Employee Ranking Systems LO16754

Ben Compton (BCompton@dws.net)
Thu, 29 Jan 1998 08:56:25 -0500

Replying to LO16705 --


I'd be happy to answer your questions.

"I think compensation has more to do with leveraging risk, skills
marketability, expected return on investment in the human resource (and
probably several other components that don't occur to me right now). "

That is part of determining the initial value of an employee. When you
hire someone you make a number of critical decisions: Will this person be
a profitable employee? Will they be productive? Will they work well with
others or will they not? I would agree that hiring an employee involves

Once the employee has been hired, and is working, it is easier to measure
their value; to determine if the risk taken was beneficial. There will
always be differences in performance and competence. No two people will
ever be the same. One may be more competent but less productive, or vice
versa. One may be less productive, comptent, but have a vision that
enables the team, departments, division, etc. to explore the future in a
useful manner. This is where it is important to have clearly defined
values, against which the value of an employee can be measured. Values
exist in a hierarchy. This needs to be understood by those who will
evaluate the employees, because it would be unethical for them to keep an
employee they liked but who had lesser value than to keep one they didn't
like but who had more value. It is exactly this scenario that makes
managing my emotion or subjective criteria dangerous. Whenever we trade a
lower value for a higher value, we place ourselves in jeopardy, assuming,
of course, that our values are structured in a logical and reasonable

Once the values of the company are defined, then the expectations of the
employee should be documented. I would call these job responsibilities.

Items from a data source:
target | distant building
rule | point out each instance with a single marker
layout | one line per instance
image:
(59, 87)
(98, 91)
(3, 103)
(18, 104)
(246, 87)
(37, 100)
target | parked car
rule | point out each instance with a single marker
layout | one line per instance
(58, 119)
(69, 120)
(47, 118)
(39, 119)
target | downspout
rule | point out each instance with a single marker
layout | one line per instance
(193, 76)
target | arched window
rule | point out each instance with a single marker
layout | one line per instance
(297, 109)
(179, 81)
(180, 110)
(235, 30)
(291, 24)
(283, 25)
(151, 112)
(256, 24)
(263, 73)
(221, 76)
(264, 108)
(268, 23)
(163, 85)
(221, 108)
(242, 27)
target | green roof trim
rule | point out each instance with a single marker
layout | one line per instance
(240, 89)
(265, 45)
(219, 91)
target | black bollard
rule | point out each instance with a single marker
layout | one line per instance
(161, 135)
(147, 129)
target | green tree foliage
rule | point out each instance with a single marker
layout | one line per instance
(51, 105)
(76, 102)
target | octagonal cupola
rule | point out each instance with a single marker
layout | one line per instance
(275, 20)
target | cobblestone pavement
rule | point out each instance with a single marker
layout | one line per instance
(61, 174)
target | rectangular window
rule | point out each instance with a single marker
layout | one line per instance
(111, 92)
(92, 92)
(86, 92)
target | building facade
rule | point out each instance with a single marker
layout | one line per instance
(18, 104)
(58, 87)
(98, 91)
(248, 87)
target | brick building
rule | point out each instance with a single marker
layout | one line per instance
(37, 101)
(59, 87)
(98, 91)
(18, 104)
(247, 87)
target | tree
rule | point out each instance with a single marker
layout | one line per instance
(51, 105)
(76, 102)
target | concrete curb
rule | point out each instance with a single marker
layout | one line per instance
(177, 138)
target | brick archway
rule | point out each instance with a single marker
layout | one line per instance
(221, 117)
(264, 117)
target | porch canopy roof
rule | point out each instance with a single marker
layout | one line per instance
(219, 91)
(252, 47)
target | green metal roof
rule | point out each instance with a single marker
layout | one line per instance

**REQUEST 1**
Decide whether each statement below agrees with the post on employee ranking systems: (a) No two people will ever be the same. (b) Values exist in a hierarchy. (c) The documented expectations of the employee are to be called performance goals. Answer yes or no for each and quote the deciding words of the post.
**REQUEST 2**
Write the next part of the post on employee ranking systems, beginning after its final sentence.

**EXPECTED ANSWER 1**
(a) Yes: "No two people will ever be the same."
(b) Yes: "Values exist in a hierarchy."
(c) No: "I would call these job responsibilities."

**EXPECTED ANSWER 2**
With responsibilities defined, then you need to define concrete measures
that allow management to determine if each employee is performing those
duties. That leads to three questions: How well does each employee do at
performing their duties? How well do they do relative to each other? Is
this job maximizing the skills of the employees currently doing the work?

The answer to these questions allow managers to rank employees based on
objective criteria, and make personel changes according to what is really
going on not what the managers think is going on or hope is going on.

"Referees are not as well compensated as most professional basketball
players, I'm told. Are they less valuable? Sure couldn't have a game
without them (despite most peoples' thoughts to the contrary)."

A referee is less valuable to the people paying to watch the basketball
game. Simply put, people don't pay to watch the referees, they pay to
watch the atheletes. Their value is determined by those who pay to watch
the activity. How could it be otherwise?

"According to many diversity surveys, women and other ethnic/racial
minorities tend to end up in the lower-compensation rungs (in the US) than
their white, male counterparts. Where does value ring in here?"

In a rational society, that would never be the case. The value of a person
would be determined by their competence, performance, and subsequent
productivity. The fact that there is disparity is an indictment on the
irrationality of our society. All I know to do is live my life as
rationally as possible, and hope that others make a commitment to do the
same. I can't help but feel that other factors get involved in this, such
as religious beliefs, social theory, and personal prejudices learned in
the home.

For instance, I used to be a Mormon. The leader of the Mormon church, back
in 1986 or 1987, gave a speech in which he said it was essentially wrong
for mothers to work. He even went so far to say that it was bad for the
economy to have mothers work. There was a lot of debate created in the
local congregations over this talk. Some mothers quit their jobs, came
home, and became a homemaker. Others rebelled, and kept their jobs. Both
groups denied their anger, and sacrificed what they wanted and desired for
someone else - - namely the leader of the church. I know other Christians
who have been told essentially the same thing by their church leaders,
(not to mention the Bible which says women are to be subject to their
husbands). These are powerful forces that play into our work lives.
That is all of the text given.